- [PAGE]:
From the free and romantic life of strolling players and showmen, M. Esquiros conducts us to a class of vagrant tradesmen in whose existence romance plays but a feeble part. In selecting the "lower zones of social life," he is guided by the principle that " the originality of the Anglo-Saxon race is principally found in them." The real life of a people has seldom been described by the historian. The staple of our standard histories is statecraft, with now and then a picture of regal pomp. Mr. Charles Knight has done a little toward furnishing the history of the people of England; but his work, creditable and interesting as it is, does not supply the desideratum. The researches of M. Esquiros, among the lower zones, have secured a great deal of valuable information which, to most Englishmen, will be quite new.

The coster-mongers, (originally costardmongers, or apple-sellers,) in London alone, are estimated at upward of forty thousand persons, men, women, and children. Some of these are stationary, and have stalls, more or less respectable. Others are nomadic. The itinerant classes are subdivided into the legitimate and illegitimate—the former of whom deal in fish, vegetables, and English fruits: the latter comprehending the vendors of oranges, cocoa-nuts, water-cresses, sprats, and periwinkles. Between these two castes, though they seem to have so many interests in common, there is, nevertheless, the widest difference. Even costermongers have their aristocracy. A legitimate coster would not condescend to sell sprats, if he were dying of hunger! Oranges are left, by common consent, to the Irish, while the cocoa-nut salesman is almost invariably a Jew. Having very little personal property, the costermongers have, in many cases, to buy their daily stock with borrowed money; while some have to borrow the stock itself, and hire their basket, truck, or donkey-cart, and even the weights and measures. They have to pay twenty per cent per week for this accommodation. Nor are they the only sufferers. The tax falls upon the poor, who are compelled to sustain the injury caused by this iniquitous usury.

As might have been expected, the costermongers are not highly educated and enlightened. By the age of seven, they are in business on their own occount. The children of costers are about the sharpest in the world. In fact, they have no childhood, but are brought up to be old men and women before they reach the age of eight. Their religion is as much neglected as their education. But they are not altogether irreligious. They have a great liking for the Gospel history. The feeding of the five thousand by our Saviour is most interesting to them. "That proves," they say, "that he was a thorough gentleman." But while appreciating benevolence, they do not indulge in sentiment. "I don't wish any body any harm," said a young girl, who had been describing the glories of the cholera-time, when melons and pine-apples could be bought almost for nothing; "but if the cholera comes back, it would be a great blessing to people of our class."

- [CHALLENGES]:
• 1. Please copy out the part of the passage on costermongers starting with "From the free" and going on through "be quite new.".
• 2. According to the passage on costermongers, what rate do costermongers pay for borrowed money or stock?
• 3. List every item that the passage on costermongers says is sold by the illegitimate itinerant class.

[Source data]
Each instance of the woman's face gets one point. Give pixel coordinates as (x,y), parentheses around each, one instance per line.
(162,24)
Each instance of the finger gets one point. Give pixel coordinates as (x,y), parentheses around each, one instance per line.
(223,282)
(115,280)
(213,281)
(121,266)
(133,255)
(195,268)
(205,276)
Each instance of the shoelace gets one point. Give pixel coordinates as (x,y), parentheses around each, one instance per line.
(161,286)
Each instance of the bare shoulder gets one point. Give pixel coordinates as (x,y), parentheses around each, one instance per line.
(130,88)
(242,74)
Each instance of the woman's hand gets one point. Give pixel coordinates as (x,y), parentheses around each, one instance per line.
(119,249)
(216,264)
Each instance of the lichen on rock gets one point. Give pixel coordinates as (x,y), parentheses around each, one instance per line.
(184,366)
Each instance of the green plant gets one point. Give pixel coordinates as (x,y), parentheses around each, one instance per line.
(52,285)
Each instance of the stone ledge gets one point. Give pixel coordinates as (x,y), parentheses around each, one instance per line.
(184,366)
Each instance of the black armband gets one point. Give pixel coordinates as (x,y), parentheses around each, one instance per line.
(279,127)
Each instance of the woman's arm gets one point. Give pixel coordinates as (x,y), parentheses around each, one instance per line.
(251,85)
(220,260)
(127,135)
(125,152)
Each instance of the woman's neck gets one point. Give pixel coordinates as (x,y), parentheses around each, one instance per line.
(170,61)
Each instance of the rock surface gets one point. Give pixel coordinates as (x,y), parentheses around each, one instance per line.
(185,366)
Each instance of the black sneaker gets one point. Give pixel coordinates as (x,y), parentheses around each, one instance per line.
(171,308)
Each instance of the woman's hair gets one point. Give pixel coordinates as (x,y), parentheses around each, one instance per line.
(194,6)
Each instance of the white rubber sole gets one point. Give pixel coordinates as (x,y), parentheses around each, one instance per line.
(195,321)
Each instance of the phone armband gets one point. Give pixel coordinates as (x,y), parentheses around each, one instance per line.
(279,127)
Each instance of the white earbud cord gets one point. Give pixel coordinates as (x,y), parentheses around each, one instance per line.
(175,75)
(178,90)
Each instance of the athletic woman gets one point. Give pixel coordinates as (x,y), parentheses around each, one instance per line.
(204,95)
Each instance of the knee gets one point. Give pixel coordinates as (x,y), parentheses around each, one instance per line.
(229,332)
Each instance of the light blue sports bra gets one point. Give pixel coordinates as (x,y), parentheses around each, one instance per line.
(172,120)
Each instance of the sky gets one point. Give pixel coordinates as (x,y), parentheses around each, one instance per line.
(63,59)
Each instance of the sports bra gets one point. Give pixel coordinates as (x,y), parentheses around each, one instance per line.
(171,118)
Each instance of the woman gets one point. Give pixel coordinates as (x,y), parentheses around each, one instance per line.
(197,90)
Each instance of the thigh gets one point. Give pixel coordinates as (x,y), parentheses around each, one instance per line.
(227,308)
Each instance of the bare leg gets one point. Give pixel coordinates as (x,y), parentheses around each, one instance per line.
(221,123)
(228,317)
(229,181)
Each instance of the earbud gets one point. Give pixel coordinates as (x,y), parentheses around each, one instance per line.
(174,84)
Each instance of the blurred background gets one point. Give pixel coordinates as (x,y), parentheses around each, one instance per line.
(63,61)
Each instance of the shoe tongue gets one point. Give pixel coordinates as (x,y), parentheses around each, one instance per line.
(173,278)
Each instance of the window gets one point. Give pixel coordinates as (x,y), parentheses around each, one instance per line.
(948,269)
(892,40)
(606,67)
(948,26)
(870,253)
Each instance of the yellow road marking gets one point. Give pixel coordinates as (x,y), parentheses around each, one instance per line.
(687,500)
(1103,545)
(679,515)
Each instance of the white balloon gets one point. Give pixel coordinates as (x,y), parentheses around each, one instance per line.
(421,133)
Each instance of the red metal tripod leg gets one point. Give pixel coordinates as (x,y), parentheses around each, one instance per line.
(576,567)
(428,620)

- [RESPONSES]:
• 1.
From the free and romantic life of strolling players and showmen, M. Esquiros conducts us to a class of vagrant tradesmen in whose existence romance plays but a feeble part. In selecting the "lower zones of social life," he is guided by the principle that " the originality of the Anglo-Saxon race is principally found in them." The real life of a people has seldom been described by the historian. The staple of our standard histories is statecraft, with now and then a picture of regal pomp. Mr. Charles Knight has done a little toward furnishing the history of the people of England; but his work, creditable and interesting as it is, does not supply the desideratum. The researches of M. Esquiros, among the lower zones, have secured a great deal of valuable information which, to most Englishmen, will be quite new.

• 2. Twenty per cent per week.

• 3. Oranges, cocoa-nuts, water-cresses, sprats, periwinkles